Extract provided:

● ● ● ● ●

You are viewing a plain text version of this content. The canonical link for it is here.

Posted to user@spark.apache.org by Jerrick Hoang <je...@gmail.com> on 2015/07/18 20:11:03 UTC

Spark-hive parquet schema evolution

Hi all,

I'm aware of the support for schema evolution via DataFrame API. Just
wondering what would be the best way to go about dealing with schema
evolution with Hive metastore tables. So, say I create a table via SparkSQL
CLI, how would I deal with Parquet schema evolution?

Thanks,
J

Re: Spark-hive parquet schema evolution

Posted by Cheng Lian <li...@gmail.com>.

Yeah, the benefit of `saveAsTable` is that you don't need to deal with 
schema explicitly, while the benefit of ALTER TABLE is you still have a 
standard vanilla Hive table.

Cheng

On 7/22/15 11:00 PM, Dean Wampler wrote:
> While it's not recommended to overwrite files Hive thinks it 
> understands, you can add the column to Hive's metastore using an ALTER 
> TABLE command using HiveQL in the Hive shell or using HiveContext.sql():
>
> ALTER TABLE mytable ADD COLUMNS col_name data_type
>
> See 
> https://cwiki.apache.org/confluence/display/Hive/LanguageManual+DDL#LanguageManualDDL-AlterTable/Partition/Column 
> for full details.
>
> dean
>
> Dean Wampler, Ph.D.
> Author: Programming Scala, 2nd Edition 
> <http://shop.oreilly.com/product/0636920033073.do> (O'Reilly)

● ● ● ● ●

Stated task:
Change "DataFrame API" to "Dataset API" in the forum thread on Parquet schema evolution, and write out the passage from "I'm aware of" up to and including "Parquet schema evolution?" with that change made.

● ● ● ● ●

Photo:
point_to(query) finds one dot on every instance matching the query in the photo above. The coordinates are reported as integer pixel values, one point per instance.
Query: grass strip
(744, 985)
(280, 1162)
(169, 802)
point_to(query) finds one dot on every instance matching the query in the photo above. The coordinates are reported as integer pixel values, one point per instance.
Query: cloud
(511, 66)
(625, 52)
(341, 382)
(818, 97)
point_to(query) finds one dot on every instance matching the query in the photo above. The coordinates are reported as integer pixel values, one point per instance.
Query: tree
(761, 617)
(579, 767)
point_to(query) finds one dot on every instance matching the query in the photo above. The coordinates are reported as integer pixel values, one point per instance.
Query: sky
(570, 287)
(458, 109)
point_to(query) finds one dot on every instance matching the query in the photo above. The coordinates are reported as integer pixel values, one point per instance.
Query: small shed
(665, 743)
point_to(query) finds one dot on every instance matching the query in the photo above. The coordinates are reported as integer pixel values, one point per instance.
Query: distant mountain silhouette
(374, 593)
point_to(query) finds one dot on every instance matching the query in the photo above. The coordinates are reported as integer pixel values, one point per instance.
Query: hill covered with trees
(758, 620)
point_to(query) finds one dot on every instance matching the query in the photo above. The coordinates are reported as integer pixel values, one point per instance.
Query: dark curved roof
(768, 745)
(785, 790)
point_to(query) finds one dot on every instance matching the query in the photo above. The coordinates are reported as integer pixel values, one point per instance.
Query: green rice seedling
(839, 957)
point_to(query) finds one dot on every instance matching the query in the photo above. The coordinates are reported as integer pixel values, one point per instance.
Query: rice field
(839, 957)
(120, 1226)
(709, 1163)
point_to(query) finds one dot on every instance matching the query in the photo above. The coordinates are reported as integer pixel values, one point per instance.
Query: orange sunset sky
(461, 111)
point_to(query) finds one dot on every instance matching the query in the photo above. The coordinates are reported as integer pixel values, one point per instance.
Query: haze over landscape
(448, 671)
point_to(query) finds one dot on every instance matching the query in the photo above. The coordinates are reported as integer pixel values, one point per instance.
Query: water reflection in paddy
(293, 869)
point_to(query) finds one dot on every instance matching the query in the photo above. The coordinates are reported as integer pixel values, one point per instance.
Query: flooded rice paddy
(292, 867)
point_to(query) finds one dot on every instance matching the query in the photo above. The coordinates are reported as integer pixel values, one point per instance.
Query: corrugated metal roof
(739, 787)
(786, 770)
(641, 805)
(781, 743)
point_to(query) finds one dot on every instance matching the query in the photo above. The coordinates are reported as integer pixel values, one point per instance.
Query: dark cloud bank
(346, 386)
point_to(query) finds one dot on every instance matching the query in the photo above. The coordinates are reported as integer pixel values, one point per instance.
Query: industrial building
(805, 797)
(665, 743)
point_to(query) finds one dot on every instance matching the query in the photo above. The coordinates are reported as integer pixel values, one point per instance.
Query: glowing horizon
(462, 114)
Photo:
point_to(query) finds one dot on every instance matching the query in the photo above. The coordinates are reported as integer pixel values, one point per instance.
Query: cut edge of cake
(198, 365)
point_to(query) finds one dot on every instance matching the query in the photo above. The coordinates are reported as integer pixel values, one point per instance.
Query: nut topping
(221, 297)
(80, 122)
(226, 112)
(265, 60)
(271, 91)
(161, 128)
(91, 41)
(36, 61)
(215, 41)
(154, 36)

● ● ● ● ●

The completed task:
I'm aware of the support for schema evolution via Dataset API. Just
wondering what would be the best way to go about dealing with schema
evolution with Hive metastore tables. So, say I create a table via SparkSQL
CLI, how would I deal with Parquet schema evolution?